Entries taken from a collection
┌──
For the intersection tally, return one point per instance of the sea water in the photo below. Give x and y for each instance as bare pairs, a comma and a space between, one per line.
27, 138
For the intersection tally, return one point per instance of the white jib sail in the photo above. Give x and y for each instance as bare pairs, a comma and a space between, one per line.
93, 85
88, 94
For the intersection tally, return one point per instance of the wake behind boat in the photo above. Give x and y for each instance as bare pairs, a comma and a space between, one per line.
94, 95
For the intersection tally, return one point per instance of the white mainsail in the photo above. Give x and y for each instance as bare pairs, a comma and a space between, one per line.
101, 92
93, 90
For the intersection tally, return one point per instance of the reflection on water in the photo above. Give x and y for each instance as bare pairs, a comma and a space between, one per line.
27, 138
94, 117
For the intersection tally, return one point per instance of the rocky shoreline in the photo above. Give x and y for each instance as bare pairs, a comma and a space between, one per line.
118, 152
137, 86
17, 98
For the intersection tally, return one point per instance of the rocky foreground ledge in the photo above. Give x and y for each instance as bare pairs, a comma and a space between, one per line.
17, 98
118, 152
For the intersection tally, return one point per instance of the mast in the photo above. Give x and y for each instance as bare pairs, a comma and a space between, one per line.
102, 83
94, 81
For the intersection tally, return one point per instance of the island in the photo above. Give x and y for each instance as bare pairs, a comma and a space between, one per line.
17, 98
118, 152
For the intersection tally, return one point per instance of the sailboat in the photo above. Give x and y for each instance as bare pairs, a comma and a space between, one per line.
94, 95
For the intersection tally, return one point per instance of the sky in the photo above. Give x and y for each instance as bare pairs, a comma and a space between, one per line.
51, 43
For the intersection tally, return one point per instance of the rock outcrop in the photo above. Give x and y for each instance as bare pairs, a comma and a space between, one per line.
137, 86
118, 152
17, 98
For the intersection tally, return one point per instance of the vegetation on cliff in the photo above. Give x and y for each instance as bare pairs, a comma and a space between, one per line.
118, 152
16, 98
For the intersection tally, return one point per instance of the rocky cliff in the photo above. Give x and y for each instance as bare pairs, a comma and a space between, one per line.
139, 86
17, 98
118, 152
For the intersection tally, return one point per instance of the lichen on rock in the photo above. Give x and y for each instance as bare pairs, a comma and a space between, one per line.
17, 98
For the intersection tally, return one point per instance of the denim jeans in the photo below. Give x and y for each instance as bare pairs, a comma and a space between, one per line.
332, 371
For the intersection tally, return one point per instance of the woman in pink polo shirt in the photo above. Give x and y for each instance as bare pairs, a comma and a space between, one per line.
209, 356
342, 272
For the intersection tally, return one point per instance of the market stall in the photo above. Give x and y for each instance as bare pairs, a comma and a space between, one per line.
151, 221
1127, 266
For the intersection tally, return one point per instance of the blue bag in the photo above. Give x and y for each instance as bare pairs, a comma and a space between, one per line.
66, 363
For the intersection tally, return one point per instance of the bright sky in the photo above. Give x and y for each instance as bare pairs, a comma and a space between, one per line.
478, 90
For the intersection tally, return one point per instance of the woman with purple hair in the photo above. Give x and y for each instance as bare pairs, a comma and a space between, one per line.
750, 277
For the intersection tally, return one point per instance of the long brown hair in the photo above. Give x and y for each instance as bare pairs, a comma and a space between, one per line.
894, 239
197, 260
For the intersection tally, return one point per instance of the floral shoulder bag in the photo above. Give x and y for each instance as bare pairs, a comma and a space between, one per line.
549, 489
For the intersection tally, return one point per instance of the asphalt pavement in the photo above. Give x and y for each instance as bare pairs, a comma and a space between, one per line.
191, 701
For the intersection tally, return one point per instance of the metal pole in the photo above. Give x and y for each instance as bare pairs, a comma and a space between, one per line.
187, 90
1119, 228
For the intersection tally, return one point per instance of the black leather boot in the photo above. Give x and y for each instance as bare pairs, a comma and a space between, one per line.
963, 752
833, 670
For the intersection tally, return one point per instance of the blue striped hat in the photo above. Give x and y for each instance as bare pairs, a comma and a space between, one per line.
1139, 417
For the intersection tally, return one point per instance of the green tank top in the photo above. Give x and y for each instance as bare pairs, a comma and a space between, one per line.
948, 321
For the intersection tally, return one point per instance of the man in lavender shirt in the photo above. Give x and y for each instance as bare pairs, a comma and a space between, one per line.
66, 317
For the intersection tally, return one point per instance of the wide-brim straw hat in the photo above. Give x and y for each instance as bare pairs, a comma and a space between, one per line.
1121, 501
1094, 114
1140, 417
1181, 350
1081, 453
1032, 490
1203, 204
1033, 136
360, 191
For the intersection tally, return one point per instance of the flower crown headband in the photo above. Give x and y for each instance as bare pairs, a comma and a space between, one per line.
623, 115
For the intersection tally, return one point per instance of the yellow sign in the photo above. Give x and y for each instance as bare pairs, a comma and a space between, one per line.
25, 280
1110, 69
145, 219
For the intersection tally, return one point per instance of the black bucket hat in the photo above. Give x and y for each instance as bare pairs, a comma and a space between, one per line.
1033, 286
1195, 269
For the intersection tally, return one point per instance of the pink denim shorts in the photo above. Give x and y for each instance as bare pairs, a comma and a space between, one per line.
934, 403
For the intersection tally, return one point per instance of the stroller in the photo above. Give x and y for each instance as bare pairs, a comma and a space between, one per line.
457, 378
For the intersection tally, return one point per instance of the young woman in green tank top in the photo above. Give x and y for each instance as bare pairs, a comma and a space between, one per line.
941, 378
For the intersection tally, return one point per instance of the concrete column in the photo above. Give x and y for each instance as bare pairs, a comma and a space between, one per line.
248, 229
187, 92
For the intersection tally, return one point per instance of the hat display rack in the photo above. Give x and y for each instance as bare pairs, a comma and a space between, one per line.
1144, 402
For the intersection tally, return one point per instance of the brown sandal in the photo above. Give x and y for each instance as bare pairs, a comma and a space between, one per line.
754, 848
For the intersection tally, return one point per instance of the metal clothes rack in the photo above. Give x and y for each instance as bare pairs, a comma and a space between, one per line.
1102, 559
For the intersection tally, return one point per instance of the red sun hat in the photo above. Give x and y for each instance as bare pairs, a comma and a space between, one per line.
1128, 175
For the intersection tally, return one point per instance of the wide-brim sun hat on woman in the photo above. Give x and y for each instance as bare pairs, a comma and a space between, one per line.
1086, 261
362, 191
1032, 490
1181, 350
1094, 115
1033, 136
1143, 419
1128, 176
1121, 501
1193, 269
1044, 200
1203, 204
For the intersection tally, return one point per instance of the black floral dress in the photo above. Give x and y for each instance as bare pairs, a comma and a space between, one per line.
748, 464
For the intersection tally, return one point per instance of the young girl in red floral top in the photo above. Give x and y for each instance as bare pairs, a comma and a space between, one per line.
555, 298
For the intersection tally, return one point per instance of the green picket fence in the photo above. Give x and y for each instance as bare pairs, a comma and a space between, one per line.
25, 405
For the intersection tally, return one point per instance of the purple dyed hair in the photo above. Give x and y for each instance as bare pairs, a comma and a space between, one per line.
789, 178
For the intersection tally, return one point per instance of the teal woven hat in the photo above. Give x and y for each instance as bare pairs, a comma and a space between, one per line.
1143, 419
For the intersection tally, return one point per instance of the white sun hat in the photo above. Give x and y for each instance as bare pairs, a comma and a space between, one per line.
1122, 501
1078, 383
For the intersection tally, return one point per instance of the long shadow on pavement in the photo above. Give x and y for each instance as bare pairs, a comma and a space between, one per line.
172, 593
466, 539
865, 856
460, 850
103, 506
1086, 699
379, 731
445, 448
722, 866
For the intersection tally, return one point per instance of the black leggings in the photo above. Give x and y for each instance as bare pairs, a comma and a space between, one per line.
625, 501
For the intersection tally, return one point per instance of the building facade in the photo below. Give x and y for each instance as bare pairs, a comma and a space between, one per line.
└──
Prompt
What is needed here is every record above, repeated exactly.

Written answer
For the intersection tally, return one point per instance of the sea water in the photo below. Give x and y for each instance as bare pairs, a comma and a space between, one per line.
27, 138
For the intersection tally, return one point per instance of the white jib sail in the photo above. Give x and y for each instance as bare pairs, a comma and a space between, one per line.
93, 85
88, 94
For the intersection tally, return one point per instance of the wake behind boat in the photo above. Give x and y for each instance as bare pairs, a comma and a space between, one per line.
94, 95
For the intersection tally, return one point per instance of the white mainsail in the photo above. Give x and y for each instance as bare pairs, a comma and a space between, one per line.
101, 92
93, 90
For the intersection tally, return one point per instance of the reflection on water in the photo above. Give x and y for each instance as bare pairs, a comma and a space between, one per line.
27, 138
94, 117
For the intersection tally, return one point per instance of the rocky shoreline in the photo above. Give x and y for each instance as bare pairs, a comma and a space between, one per line.
118, 152
137, 86
17, 98
For the intersection tally, return one point per instance of the rocky foreground ledge in the photo above. Give x and y for each instance as bare pairs, a comma and a space between, one per line.
17, 98
118, 152
For the intersection tally, return one point per instance of the mast in the photo above. Give x and y for each instance as bare pairs, a comma and a space between, one per line.
102, 83
94, 81
For the intersection tally, return one point per instance of the island in the photo above. Give x and y for each instance as bare pairs, a comma and a space between, one per line.
17, 98
118, 152
For the intersection tally, return one point per instance of the sailboat in the photo above. Give x and y for each instance as bare pairs, a comma and a space between, one per line.
94, 95
For the intersection tally, return one point per instance of the sky in the photo above. Give x and y for each instance as bare pairs, a comma and a space between, one per line.
51, 43
For the intersection tally, return one point per instance of the rock outcrop in the photo above. Give x and y for each instance as bare pairs, a comma and a space between, one per line.
137, 86
118, 152
17, 98
For the intersection tally, return one point per instance of the vegetation on cliff in the photo above. Give x and y for each instance as bare pairs, a comma and a space between, one per line.
118, 152
16, 98
For the intersection tally, return one point per instance of the rocky cliff in the photo above. Give x and y for each instance as bare pairs, a comma and a space between, one per line.
139, 86
17, 98
118, 152
For the intersection tally, return one point per instance of the lichen on rock in the photo above. Give x and y for each instance as bare pairs, a comma and a space between, one per line.
17, 98
For the intersection tally, return one point per instance of the denim jeans in the photo below. Give x and y for each instance as bare pairs, a comma and a space between, one per line.
332, 371
For the intersection tally, return one point per instance of the woman in pink polo shirt in the photo above. Give x and y for each instance as bare pairs, a comma and a space between, one per line.
209, 356
342, 272
For the intersection tally, return one point per instance of the market stall in the photo above. Give x and y for each instance as bare pairs, a comma and a space between, one per line.
151, 221
1127, 266
For the intersection tally, return one point per instance of the blue bag in the photo above. Give x and y for each instance as bare pairs, a comma and a space between, one per line.
66, 363
For the intersection tally, return one point per instance of the bright sky in the photo above. Give x and y for each instance as bare pairs, a comma and a space between, one per line.
478, 90
For the intersection tally, return one point per instance of the woman with purple hair in the photo above. Give x and y for each instance as bare pairs, a comma and a space between, one per line.
750, 277
For the intersection tally, return one point per instance of the long brown hair in the photo above. Give x and y for each instance as bare pairs, a comma and a space between, one per line.
894, 239
197, 260
For the intersection tally, return one point per instance of the floral shoulder bag in the photo above. Give x and y for each instance as bare pairs, a comma and a space between, one per line.
549, 489
For the intersection tally, return one point per instance of the asphalt pavement in the photo above. Give x and y for each instance as bare pairs, a comma and a space between, one per line.
191, 701
For the intersection tally, return one point per instance of the metal pole in the photo above. Give x and y for each instance as bare pairs, a comma and a space between, one per line.
187, 90
1119, 228
For the intersection tally, return one point per instance of the black leather boot in the photo above. Give x and y for each instance as bare pairs, a comma and a space between, one per line.
963, 752
833, 670
For the intersection tally, return one point per instance of the blue striped hat in the photo above. Give x and y for each instance as bare pairs, a comma and a space between, one per line.
1139, 417
For the intersection tally, return one point per instance of the green tank top in the photo above. Give x and y for each instance as bare pairs, a comma and a space between, one per line.
948, 321
For the intersection tally, return one point per instance of the man in lavender shirt in the photo above. Give x and y for each instance as bare pairs, a comma and a space between, one per line.
66, 317
For the intersection tally, return one point per instance of the wide-brim straw hat in the photo above. Give x and y for each instance as bare pairs, a comma and a space between, one per line.
1121, 501
1094, 114
1140, 417
1181, 350
1081, 453
1032, 490
1203, 204
1033, 136
360, 191
For the intersection tally, return one point per instance of the flower crown headband in the photo above. Give x and y for each instance as bare pairs, a comma and a space between, one per line.
623, 115
For the intersection tally, return one point per instance of the yellow sign in the photo above. Give x and y for each instance as bare pairs, a comma and a space between, one per line.
25, 280
1110, 69
145, 219
For the intersection tally, return one point per instance of the black bucket hat in the photo above. Give x and y for each instance as bare pairs, a comma and a space between, one per line.
1033, 286
1195, 269
For the intersection tally, return one point per instance of the pink denim shorts in the photo above. Give x and y for each instance as bare pairs, a comma and a space between, one per line.
934, 403
For the intersection tally, return one point per instance of the stroller in the photo above. Give x and y for each instance as bare pairs, a comma and a space between, one per line.
457, 378
For the intersection tally, return one point per instance of the young woman in green tank top in the photo above. Give x and y for each instance as bare pairs, a comma and a space between, one per line.
941, 378
For the intersection tally, return one point per instance of the concrete column in the photo above. Give x and y for each instance as bare pairs, a comma and a space between, one per line.
248, 229
187, 92
For the intersection tally, return one point per instance of the hat display rack in the photo above. Give x and y for each instance as bare pairs, a comma and a space between, one per line.
1144, 402
For the intersection tally, return one point per instance of the brown sandal in the photo above. Give x and y for each instance as bare pairs, a comma and a space between, one per line.
754, 848
For the intersection tally, return one point per instance of the metal clothes rack in the photo above. Give x and y for each instance as bare pairs, a comma and a space between, one per line.
1102, 559
For the intersection tally, return one point per instance of the red sun hat in the photo above. Give x and y for each instance as bare pairs, a comma and a space between, one per line.
1128, 175
For the intersection tally, return one point per instance of the wide-brim sun hat on woman in the photo above. Give x and y for each instance as bare pairs, a comma and a space between, one per line.
1086, 261
362, 191
1032, 490
1181, 350
1094, 115
1033, 136
1143, 419
1128, 176
1121, 501
1193, 269
1044, 200
1203, 204
For the intersection tally, return one point per instance of the black floral dress in the photo above. Give x and y for each instance as bare pairs, a comma and a space between, one per line.
748, 464
For the intersection tally, return one point per instance of the young girl in red floral top in the photo above. Give x and y for each instance as bare pairs, a comma and a space between, one per line.
555, 298
For the intersection tally, return one point per instance of the green picket fence in the photo above. Give x and y for each instance as bare pairs, a comma and a space between, one per line.
25, 405
For the intersection tally, return one point per instance of the purple dyed hair in the photo above. Give x and y for each instance as bare pairs, a comma and a space between, one per line.
789, 178
For the intersection tally, return one point per instance of the teal woven hat in the photo above. Give x and y for each instance as bare pairs, a comma and a space between, one per line.
1143, 419
For the intersection tally, return one point per instance of the white sun hat in the photo above. Give x and y for each instance as bare pairs, a comma and a space between, one per line.
1122, 501
1078, 383
For the intersection tally, return one point per instance of the long shadow on pavement in the photo above. Give x and y for each instance as bare pairs, a comma and a space between, one per line.
172, 593
466, 539
865, 856
460, 850
103, 506
1086, 699
379, 731
445, 448
722, 866
For the intersection tally, return one point per instance of the black leggings in the photo above. Give x and y for each instance as bare pairs, a comma and a space between, one per line.
625, 501
For the intersection tally, return one point per instance of the building facade in the photo below. Give x and y for each instance as bare pairs, a comma and a space between, one per line.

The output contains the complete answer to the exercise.